Rewrite the stretch of the chain-prep thread from "Apr 26, 2003 2:49" through "based chain lube.", changing "pasta sauce" to "salsa".

**Document passage**
--- --- ---

|Prepping a new chain||stinkfoot247|
Apr 25, 2003 7:39 PM
|I'm sorry if this was posted recently. I'm sure it was but I couldn't find it in the search. Just got a new dura ace chain after old one broke due to stupidity. anyway. I was reading something about getting the sticky stuff off with solvent or something and washing with soap. I would be a happy biker if I had any input on the following:
1. Opinions on using heavy solvents(mineral spirits,ect.) on dirty chain. I hear it weakens the chain, but what if you just soaked it in lube or oil... the chain that is
2. Best procedure to prep a chain.
3. Simple green. I've read great reviews, but is there any caution I should take.
4. Any body want to trade goldfish pics(mine has a mustache and cross dresses)
Ok pleazzzzzze gimme some input
Apr 25, 2003 8:09 PM
|Just install the chain and ride. The "sticky stuff" lubes the chain very nicely. After it starts to gather grit, just wipe it down with a WD40 soaked rag. Keep it simple and don't remove all the lube inside the chain by using a solvent.
Apr 26, 2003 2:49 AM
|I find the thick, gooey, sticky stuff that Shimano coat their chains very annoying. If left on, it does cake up the entire drivetrain. I believe it is meant for storage (Campy chains come much more lightly coated), not neccessarily to be used as a lube.
Anyways, if you want to get rid of it, drop it in a mineral spirit filled jar (pasta sauce, preferably Italian) and shake a little. You'll see when it's done , because, as always, S#!* floats. Lube liberally, possibly two or three times, wipe, install, ride and wipe again.
Apr 26, 2003 7:53 AM
|I use WD40 on the outside of the chain to clean off the gunk after it gets dirty. The chain will have to be lubricated after cleaning. For that purpose, I like to use some form of oil based chain lube.
My guess is that 99% of all chains made are installed straight out of the box at some bike factory. Shimano knows this full well and specs the factory coating/lube to take this into consideration. I'm not sure what they use on the chain, but I do know that these chains runs dead silent on the drivetrain which is a good indication that the chain is well lubed.
|re: Prepping a new chain||Barnyard|
Apr 26, 2003 1:14 AM
|This winter I rode from Sandiego to West Palm Florida (over 3750 miles in 57 days). I was stripping my chains and using wax. Finally after wearing out several chains I decided to leave the coating on the chain and it felt like DYNOMITE! Wax is just a poor excuse of a chain lube for finiky farts. Stripping a chain and applying wax just limits the performace you get out of the chain from the start. Leave the coating on, and when it gathers dirt, take a rag, put a little bit of tri flow, T9, or something on it and spin your chain backwards through it. Wipe the chain thoroughly. Finally, try not to use much of anything on your chain. The more you put on, the more time you got to spend wiping it off.|
|re: Prepping a new chain||Ironbutt|
Apr 26, 2003 4:29 AM
|As a mechanical sort, I take what many would consider an extreme approach. Since the vast majority of wear in the chain assembly is caused by foreign material abrading the surfaces, anything that attracts and retains this material is not good for the chain. So, my method is to clean the chain thoroughly in an ultrasonic parts cleaner, then lubricate with a good high pressure lubricant that is also a good corrosion fighter. My current choice is Boeshield T-9, but I almost always have something going on in the lab that may change this. Briefly, though, cleanliness is next to Godliness and lubricant that does not retain road grit is best.|
|Don't clean the chain||Kerry|
Apr 26, 2003 5:23 AM
|However, don't leave the Cosmolene (or equivalent) on there either. The stuff is not a great lube and certainly is a dirt magnet. The problem with cleaning the chain is that you are removing all the lube, and then have to worry about non-lubed surfaces inside the chain. As a long time ProLink advocate, I'd recommend the procedure below as a way to DISPLACE the gunk with a good lube package.

--- --- ---

**Recorded data**
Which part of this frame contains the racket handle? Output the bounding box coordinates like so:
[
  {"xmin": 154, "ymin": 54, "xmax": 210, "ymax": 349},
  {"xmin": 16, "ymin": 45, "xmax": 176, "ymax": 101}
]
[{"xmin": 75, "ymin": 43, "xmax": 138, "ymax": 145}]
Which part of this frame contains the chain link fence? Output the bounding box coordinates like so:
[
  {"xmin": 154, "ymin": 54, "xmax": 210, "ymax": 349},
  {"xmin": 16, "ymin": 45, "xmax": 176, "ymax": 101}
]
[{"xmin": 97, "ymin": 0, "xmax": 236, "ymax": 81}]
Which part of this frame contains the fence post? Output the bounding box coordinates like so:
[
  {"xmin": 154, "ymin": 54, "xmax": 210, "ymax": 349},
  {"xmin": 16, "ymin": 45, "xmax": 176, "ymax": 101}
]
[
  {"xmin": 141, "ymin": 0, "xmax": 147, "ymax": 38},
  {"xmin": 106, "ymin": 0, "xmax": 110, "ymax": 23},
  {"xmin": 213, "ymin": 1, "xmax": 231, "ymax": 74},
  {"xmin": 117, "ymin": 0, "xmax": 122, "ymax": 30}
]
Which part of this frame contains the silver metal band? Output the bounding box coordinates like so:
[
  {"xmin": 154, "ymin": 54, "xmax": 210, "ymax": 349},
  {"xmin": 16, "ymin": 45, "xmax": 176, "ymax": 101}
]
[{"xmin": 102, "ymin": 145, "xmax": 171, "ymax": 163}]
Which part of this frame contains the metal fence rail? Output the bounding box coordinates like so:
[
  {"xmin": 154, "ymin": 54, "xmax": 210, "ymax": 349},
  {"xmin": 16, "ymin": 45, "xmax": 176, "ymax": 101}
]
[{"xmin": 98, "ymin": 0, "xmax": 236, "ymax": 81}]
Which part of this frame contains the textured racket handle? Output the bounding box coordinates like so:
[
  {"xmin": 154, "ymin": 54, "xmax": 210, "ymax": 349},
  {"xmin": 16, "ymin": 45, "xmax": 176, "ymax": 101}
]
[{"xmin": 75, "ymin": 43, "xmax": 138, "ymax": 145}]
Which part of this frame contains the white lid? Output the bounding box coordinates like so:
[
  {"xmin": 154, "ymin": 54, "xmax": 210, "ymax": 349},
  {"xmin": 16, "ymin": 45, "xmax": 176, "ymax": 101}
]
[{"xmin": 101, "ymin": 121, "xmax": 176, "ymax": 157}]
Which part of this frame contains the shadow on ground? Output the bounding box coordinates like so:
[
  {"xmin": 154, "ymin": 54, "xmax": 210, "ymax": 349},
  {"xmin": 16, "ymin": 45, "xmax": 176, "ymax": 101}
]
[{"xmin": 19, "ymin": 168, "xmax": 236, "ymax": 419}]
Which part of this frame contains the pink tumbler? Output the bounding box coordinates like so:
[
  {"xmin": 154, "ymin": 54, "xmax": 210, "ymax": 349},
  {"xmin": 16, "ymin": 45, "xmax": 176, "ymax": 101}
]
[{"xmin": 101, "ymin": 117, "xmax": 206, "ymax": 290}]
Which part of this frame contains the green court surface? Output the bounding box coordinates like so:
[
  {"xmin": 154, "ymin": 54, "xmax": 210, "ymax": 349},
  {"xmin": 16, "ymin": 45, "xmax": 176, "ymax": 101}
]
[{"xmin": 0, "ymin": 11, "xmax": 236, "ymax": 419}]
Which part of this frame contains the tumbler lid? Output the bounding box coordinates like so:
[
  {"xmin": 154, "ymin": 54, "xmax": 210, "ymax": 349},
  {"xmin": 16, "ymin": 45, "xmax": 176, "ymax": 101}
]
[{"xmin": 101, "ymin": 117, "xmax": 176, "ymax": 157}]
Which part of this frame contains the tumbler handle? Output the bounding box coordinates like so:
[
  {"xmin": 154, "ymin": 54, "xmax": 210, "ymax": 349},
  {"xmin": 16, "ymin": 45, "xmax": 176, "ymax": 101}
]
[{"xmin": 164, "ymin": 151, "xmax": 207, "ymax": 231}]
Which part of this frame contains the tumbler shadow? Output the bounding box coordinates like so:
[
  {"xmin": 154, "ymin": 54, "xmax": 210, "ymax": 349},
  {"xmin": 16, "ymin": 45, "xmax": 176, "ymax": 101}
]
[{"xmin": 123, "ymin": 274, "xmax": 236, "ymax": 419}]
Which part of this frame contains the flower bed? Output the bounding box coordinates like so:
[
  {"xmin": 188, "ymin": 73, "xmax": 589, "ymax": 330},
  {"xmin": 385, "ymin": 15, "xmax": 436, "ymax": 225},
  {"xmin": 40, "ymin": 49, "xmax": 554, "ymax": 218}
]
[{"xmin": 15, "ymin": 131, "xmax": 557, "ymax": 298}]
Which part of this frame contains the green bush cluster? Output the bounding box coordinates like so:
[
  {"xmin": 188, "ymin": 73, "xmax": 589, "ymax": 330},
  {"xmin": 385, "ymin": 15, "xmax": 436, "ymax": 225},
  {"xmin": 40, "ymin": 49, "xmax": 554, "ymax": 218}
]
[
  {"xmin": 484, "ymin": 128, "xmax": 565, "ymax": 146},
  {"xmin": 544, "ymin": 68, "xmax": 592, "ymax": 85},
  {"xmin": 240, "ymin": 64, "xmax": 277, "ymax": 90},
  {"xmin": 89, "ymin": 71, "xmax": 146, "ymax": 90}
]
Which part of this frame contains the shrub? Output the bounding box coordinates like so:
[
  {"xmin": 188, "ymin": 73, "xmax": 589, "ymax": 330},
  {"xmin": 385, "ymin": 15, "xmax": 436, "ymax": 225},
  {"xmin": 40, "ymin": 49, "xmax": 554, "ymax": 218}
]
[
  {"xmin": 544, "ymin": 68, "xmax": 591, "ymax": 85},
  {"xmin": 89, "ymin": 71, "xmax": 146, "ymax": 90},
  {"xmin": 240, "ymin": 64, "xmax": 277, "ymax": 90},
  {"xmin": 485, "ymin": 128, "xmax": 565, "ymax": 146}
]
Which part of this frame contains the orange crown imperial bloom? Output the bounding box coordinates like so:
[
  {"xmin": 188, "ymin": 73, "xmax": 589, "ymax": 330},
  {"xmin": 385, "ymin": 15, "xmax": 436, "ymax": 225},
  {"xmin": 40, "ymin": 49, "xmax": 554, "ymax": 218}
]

--- --- ---

**Task result**
Apr 26, 2003 2:49 AM
|I find the thick, gooey, sticky stuff that Shimano coat their chains very annoying. If left on, it does cake up the entire drivetrain. I believe it is meant for storage (Campy chains come much more lightly coated), not neccessarily to be used as a lube.
Anyways, if you want to get rid of it, drop it in a mineral spirit filled jar (salsa, preferably Italian) and shake a little. You'll see when it's done , because, as always, S#!* floats. Lube liberally, possibly two or three times, wipe, install, ride and wipe again.
Apr 26, 2003 7:53 AM
|I use WD40 on the outside of the chain to clean off the gunk after it gets dirty. The chain will have to be lubricated after cleaning. For that purpose, I like to use some form of oil based chain lube.